### EXERCISE OBJECTIVE
In the passage on codon evolution, which proto-aaRS developed during pre-LUCA I?

### SELECTED TEXT
When we arranged codons by their GC-richness (
Figure 1), we found another correlation—the amino acids outside of the GC-rich group tend to promote protein folding. This is exactly what would be expected after the development of more complex and longer proteins containing folded motifs and finally proteins with a fixed start and end [
31]. If the evolution of the genetic code went from GC-rich to AU-rich codons (at least on a global scale), the evolution of the corresponding aaRSs also should have followed a similar pattern. By overlaying the corresponding aaRS over the nucleotide composition order of codons (
Figure 1), the zonal distribution of class I and class II emerged (
Figure 2). The distribution suggests evolutionary periods of co-evolution of aaRS together with codon assignment. Phylogenetic data of aaRSs clearly confirms that the evolutionary closely related groups also fall in the same zonal groups (
Figure 2). Together, phylogenetic data and our aaRS zonal groups (
Figure 2) suggest the timeline of codon assignment and the evolution of aaRSs during the pre-LUCA time. We propose a chronological model (
Figure 4) of two major periods of codon/aaRS development: During pre-LUCA I only class II proto-aaRS, associated with GC-rich codons, developed. In pre-LUCA II, when AU-containing RNA became available, the new codon landscape allowed for the establishment of the codons for the rest of amino acids and aaRS, paving the way to the evolution of developed LUCA containing an estimated ~100 proteins and approximately 300 genes [
86]. There are at least four models [
86] of how LUCA gave rise to all life domains, which complicate the chronological description of the very last coded amino acids (canonical and noncanonical).

[Stored dataset items]
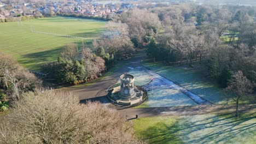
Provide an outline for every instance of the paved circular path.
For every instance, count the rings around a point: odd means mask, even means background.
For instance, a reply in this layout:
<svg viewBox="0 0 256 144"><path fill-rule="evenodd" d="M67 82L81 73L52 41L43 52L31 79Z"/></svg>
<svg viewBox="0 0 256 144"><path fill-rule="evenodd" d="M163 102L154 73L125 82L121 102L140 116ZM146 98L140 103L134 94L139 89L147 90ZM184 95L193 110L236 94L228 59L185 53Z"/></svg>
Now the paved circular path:
<svg viewBox="0 0 256 144"><path fill-rule="evenodd" d="M197 105L189 106L175 106L168 107L148 107L140 109L122 109L109 103L106 97L106 91L112 85L117 83L120 75L131 70L130 67L139 66L139 62L144 59L145 55L138 55L131 60L127 61L119 68L113 74L105 79L97 81L90 85L79 88L68 88L63 91L71 91L78 95L81 103L87 100L100 101L109 107L118 110L127 118L132 118L138 115L139 117L152 117L158 116L172 115L195 115L203 114L218 114L231 113L235 111L235 105ZM129 67L130 66L130 67ZM241 104L240 111L252 111L256 112L256 104Z"/></svg>

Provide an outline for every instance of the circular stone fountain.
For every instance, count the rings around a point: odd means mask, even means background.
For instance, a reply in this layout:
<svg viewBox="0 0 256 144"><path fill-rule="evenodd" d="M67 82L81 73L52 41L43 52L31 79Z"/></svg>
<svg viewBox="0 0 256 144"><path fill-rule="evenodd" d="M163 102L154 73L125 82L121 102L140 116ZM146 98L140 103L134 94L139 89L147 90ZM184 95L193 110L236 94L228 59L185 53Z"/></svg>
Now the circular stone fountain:
<svg viewBox="0 0 256 144"><path fill-rule="evenodd" d="M118 106L135 106L147 100L147 92L141 87L134 86L134 76L123 74L120 76L120 83L110 87L107 96L112 104Z"/></svg>

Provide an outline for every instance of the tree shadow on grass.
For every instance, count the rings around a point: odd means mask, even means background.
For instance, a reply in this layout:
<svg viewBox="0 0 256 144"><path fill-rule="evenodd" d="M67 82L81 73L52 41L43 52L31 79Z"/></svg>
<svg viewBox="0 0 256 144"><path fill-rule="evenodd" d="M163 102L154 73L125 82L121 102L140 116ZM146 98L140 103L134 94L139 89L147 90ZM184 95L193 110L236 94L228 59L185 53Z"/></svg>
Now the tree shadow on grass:
<svg viewBox="0 0 256 144"><path fill-rule="evenodd" d="M43 64L51 61L56 61L60 55L63 46L44 51L38 50L38 52L30 53L21 56L18 62L21 64L31 64L28 69L42 70L40 67Z"/></svg>
<svg viewBox="0 0 256 144"><path fill-rule="evenodd" d="M249 139L253 137L253 131L256 130L256 123L253 120L255 116L252 116L235 118L229 113L220 116L196 115L181 118L178 124L172 127L161 123L141 133L152 143L176 143L175 140L181 139L185 143L216 143L243 141L247 139L245 135Z"/></svg>

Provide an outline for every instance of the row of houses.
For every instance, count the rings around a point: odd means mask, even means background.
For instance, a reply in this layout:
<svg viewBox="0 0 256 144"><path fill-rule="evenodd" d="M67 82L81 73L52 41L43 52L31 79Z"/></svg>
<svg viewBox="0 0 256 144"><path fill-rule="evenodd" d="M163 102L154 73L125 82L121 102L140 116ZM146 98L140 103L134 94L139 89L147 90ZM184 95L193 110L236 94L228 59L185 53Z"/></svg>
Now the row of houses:
<svg viewBox="0 0 256 144"><path fill-rule="evenodd" d="M118 8L113 4L99 4L80 0L69 0L66 3L46 1L45 3L21 2L9 4L0 2L0 19L4 19L6 16L16 17L20 15L36 16L39 15L40 13L44 14L74 13L93 16L104 16L106 15L113 16L133 6L130 4L122 4L121 7Z"/></svg>

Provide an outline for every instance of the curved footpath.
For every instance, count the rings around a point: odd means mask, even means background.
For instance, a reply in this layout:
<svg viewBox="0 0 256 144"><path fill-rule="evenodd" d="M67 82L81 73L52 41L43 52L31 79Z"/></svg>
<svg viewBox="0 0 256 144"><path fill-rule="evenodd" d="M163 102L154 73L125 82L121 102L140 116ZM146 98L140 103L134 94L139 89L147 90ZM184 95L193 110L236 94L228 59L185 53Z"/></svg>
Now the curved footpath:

### OUTPUT FOR THIS EXERCISE
Only class II proto-aaRS, associated with GC-rich codons.